## start

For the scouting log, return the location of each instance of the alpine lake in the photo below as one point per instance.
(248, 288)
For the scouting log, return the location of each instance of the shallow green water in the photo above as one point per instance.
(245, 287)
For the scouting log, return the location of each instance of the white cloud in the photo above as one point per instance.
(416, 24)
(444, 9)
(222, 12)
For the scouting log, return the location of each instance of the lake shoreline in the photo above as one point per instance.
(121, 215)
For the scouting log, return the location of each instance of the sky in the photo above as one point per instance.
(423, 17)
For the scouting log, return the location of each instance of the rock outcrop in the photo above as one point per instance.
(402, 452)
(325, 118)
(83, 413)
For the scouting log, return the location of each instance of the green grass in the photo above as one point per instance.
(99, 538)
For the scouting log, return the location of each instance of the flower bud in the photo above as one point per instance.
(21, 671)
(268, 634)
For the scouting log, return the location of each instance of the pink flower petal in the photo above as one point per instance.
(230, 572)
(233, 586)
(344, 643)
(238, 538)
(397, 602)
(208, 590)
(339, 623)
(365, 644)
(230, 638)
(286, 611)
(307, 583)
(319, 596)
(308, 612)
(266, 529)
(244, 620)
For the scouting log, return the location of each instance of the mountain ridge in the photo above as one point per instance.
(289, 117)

## end
## start

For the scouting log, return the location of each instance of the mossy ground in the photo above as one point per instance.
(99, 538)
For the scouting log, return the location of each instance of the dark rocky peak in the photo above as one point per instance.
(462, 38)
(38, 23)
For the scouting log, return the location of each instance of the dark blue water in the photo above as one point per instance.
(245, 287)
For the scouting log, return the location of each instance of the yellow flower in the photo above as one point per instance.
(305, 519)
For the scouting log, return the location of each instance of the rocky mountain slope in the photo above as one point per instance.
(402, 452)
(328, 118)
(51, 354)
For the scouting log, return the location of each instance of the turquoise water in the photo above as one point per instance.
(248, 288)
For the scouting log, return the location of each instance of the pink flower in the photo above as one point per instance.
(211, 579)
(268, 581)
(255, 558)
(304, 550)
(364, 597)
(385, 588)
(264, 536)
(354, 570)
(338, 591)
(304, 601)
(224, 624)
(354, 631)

## end

Pick out each line in the records above that contains the word "dark" and copy those lines in full. The match is case-sensitive.

For the scouting log, return the location of each instance of the dark rocky peak in the photo above as one point per instance.
For the scouting log, return the location of each instance of the dark blue water in the photo above as one point per instance.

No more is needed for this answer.